Referring expression grounding data
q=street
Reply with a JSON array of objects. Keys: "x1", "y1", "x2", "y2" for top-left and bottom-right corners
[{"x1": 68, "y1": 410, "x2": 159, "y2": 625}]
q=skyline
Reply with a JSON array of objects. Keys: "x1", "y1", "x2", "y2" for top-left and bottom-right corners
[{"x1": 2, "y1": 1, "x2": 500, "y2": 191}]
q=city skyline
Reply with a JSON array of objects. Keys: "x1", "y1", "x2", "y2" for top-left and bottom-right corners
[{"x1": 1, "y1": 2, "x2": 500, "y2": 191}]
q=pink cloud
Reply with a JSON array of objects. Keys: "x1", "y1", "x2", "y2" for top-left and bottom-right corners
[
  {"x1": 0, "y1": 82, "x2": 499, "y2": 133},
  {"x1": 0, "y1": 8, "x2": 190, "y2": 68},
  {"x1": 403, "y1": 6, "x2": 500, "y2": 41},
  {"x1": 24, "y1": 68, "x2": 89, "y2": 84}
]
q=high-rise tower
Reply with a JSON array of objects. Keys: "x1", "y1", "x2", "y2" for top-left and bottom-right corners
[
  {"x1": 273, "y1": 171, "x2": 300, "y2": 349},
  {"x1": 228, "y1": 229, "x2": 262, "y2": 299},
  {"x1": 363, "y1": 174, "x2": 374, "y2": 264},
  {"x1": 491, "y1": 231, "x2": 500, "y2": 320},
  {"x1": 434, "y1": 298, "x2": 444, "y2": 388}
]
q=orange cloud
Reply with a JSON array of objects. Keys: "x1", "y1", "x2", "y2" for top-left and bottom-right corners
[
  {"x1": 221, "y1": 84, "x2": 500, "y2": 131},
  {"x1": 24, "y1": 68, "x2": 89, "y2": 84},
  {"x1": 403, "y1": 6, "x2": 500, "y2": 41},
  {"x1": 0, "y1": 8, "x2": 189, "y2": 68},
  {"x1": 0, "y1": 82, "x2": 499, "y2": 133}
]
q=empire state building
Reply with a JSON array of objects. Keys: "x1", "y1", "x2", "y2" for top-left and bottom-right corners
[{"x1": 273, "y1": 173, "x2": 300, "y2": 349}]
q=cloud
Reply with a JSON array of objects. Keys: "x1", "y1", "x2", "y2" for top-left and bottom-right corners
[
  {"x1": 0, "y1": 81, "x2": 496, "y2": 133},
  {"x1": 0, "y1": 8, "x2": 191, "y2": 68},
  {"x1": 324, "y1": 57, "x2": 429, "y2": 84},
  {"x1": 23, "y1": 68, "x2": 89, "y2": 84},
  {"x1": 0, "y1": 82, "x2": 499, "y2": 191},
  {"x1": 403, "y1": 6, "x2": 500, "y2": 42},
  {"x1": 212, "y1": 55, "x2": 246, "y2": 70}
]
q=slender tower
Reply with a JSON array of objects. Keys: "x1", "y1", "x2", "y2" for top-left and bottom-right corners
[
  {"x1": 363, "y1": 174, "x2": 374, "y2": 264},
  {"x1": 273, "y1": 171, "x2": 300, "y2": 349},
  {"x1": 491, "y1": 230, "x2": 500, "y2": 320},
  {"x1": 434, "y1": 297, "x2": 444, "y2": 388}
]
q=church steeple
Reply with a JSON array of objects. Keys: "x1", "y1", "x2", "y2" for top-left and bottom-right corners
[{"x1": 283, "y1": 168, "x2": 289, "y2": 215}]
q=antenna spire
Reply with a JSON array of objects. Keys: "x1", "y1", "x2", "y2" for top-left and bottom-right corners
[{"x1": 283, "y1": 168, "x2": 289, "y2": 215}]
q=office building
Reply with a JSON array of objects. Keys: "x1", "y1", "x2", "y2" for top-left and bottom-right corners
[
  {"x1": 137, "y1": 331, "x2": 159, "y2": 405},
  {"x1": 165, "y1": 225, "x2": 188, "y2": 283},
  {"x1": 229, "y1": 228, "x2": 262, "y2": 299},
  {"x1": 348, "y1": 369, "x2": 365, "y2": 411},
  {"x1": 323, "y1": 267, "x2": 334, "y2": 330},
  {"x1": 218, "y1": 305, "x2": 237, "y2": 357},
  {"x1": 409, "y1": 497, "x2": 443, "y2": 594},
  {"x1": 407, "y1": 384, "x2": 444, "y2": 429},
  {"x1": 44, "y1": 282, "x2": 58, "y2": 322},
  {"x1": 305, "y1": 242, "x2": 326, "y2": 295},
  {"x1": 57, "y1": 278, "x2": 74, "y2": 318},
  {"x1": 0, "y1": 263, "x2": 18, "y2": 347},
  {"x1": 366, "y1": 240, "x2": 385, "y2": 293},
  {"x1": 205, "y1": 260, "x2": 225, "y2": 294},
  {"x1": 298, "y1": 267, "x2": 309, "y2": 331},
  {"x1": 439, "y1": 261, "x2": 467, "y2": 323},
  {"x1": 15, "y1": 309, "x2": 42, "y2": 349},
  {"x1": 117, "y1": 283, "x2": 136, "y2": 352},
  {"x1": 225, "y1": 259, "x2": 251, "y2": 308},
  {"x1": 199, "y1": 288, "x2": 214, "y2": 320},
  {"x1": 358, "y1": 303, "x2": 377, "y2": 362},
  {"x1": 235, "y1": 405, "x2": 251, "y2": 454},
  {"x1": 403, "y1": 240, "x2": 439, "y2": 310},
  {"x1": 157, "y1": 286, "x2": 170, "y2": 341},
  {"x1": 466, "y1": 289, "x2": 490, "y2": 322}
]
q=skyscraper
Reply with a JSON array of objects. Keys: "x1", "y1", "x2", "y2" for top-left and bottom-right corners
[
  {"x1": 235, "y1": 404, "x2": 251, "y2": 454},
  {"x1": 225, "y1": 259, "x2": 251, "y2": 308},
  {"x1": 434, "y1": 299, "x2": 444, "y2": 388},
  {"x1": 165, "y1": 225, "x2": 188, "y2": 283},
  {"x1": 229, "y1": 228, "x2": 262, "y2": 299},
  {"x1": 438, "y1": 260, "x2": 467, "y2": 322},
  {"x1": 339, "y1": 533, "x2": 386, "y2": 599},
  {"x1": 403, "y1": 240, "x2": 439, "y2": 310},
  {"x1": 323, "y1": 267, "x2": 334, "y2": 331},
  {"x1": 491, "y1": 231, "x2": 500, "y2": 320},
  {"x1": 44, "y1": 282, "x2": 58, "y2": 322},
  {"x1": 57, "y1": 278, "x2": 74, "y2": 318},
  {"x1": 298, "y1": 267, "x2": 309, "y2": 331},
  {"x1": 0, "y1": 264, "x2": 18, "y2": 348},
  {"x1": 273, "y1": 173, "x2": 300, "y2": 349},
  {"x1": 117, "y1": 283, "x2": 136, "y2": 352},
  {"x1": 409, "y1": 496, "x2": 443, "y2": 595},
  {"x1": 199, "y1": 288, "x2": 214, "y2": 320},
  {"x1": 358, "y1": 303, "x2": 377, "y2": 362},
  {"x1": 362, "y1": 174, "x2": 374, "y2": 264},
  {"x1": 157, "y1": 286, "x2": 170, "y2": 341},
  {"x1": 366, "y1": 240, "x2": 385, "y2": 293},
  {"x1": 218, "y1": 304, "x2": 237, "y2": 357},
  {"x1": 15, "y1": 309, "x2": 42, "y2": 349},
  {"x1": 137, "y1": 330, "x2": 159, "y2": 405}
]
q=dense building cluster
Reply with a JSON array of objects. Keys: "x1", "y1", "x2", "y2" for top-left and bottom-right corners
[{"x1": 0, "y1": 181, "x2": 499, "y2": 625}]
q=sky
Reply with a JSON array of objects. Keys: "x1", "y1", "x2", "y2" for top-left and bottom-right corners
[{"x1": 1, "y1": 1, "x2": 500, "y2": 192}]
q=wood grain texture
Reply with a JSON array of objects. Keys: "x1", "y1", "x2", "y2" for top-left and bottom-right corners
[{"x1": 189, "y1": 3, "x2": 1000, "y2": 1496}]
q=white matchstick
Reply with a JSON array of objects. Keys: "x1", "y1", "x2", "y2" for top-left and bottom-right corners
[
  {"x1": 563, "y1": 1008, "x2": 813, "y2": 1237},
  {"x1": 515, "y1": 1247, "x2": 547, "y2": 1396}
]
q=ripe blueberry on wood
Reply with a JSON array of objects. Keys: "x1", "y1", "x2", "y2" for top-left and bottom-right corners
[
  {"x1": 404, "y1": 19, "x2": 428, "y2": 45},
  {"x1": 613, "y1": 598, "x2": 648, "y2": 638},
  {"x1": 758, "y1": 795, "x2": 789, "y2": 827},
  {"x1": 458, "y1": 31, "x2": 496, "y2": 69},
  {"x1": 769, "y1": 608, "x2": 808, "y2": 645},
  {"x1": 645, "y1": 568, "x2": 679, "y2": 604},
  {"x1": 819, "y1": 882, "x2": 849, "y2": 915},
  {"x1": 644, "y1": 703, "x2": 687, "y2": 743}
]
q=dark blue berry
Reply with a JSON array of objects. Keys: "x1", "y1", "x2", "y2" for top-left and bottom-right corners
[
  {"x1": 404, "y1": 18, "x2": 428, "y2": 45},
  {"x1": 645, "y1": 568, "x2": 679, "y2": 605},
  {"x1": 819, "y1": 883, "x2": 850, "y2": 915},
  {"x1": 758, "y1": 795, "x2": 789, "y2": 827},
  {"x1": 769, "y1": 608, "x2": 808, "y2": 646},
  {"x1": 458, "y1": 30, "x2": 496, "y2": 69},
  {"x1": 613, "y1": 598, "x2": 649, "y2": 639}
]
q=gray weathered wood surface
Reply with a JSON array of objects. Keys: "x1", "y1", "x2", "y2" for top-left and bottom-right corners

→ **EXERCISE INSTRUCTIONS**: Out of the data above, transcribe exactly and only the lines starting with the line that has "q=slender tower" and going on through the line that has "q=skyscraper", both included.

→ **RESPONSE**:
q=slender tower
Reply with a JSON array of objects. Keys: "x1", "y1", "x2", "y2" for top-left and bottom-right corners
[
  {"x1": 363, "y1": 174, "x2": 374, "y2": 264},
  {"x1": 273, "y1": 171, "x2": 300, "y2": 349},
  {"x1": 491, "y1": 230, "x2": 500, "y2": 320},
  {"x1": 434, "y1": 297, "x2": 444, "y2": 388}
]
q=church steeple
Reply with a JSON array of objects. Keys: "x1", "y1", "x2", "y2" for top-left and bottom-right corners
[{"x1": 283, "y1": 168, "x2": 289, "y2": 215}]
q=antenna spire
Reply with a JSON array of objects. Keys: "x1", "y1", "x2", "y2" for top-left and bottom-right corners
[{"x1": 283, "y1": 168, "x2": 289, "y2": 215}]
q=office building
Reply with a JSON array of objects. Keys: "x1", "y1", "x2", "y2" for top-left and bottom-right corners
[
  {"x1": 137, "y1": 331, "x2": 159, "y2": 405},
  {"x1": 165, "y1": 225, "x2": 188, "y2": 283},
  {"x1": 229, "y1": 228, "x2": 262, "y2": 299},
  {"x1": 348, "y1": 369, "x2": 365, "y2": 411},
  {"x1": 323, "y1": 267, "x2": 334, "y2": 330},
  {"x1": 218, "y1": 305, "x2": 237, "y2": 357},
  {"x1": 409, "y1": 497, "x2": 443, "y2": 594},
  {"x1": 407, "y1": 384, "x2": 444, "y2": 429},
  {"x1": 44, "y1": 282, "x2": 58, "y2": 322},
  {"x1": 305, "y1": 242, "x2": 326, "y2": 295},
  {"x1": 57, "y1": 278, "x2": 74, "y2": 318},
  {"x1": 0, "y1": 263, "x2": 18, "y2": 347},
  {"x1": 366, "y1": 240, "x2": 385, "y2": 293},
  {"x1": 205, "y1": 260, "x2": 225, "y2": 294},
  {"x1": 298, "y1": 267, "x2": 309, "y2": 331},
  {"x1": 439, "y1": 261, "x2": 467, "y2": 323},
  {"x1": 15, "y1": 309, "x2": 42, "y2": 349},
  {"x1": 117, "y1": 283, "x2": 136, "y2": 352},
  {"x1": 225, "y1": 259, "x2": 251, "y2": 308},
  {"x1": 199, "y1": 288, "x2": 214, "y2": 320},
  {"x1": 358, "y1": 303, "x2": 377, "y2": 362},
  {"x1": 235, "y1": 405, "x2": 251, "y2": 454},
  {"x1": 403, "y1": 240, "x2": 439, "y2": 310},
  {"x1": 157, "y1": 286, "x2": 170, "y2": 341},
  {"x1": 466, "y1": 289, "x2": 490, "y2": 322}
]
q=skyscraper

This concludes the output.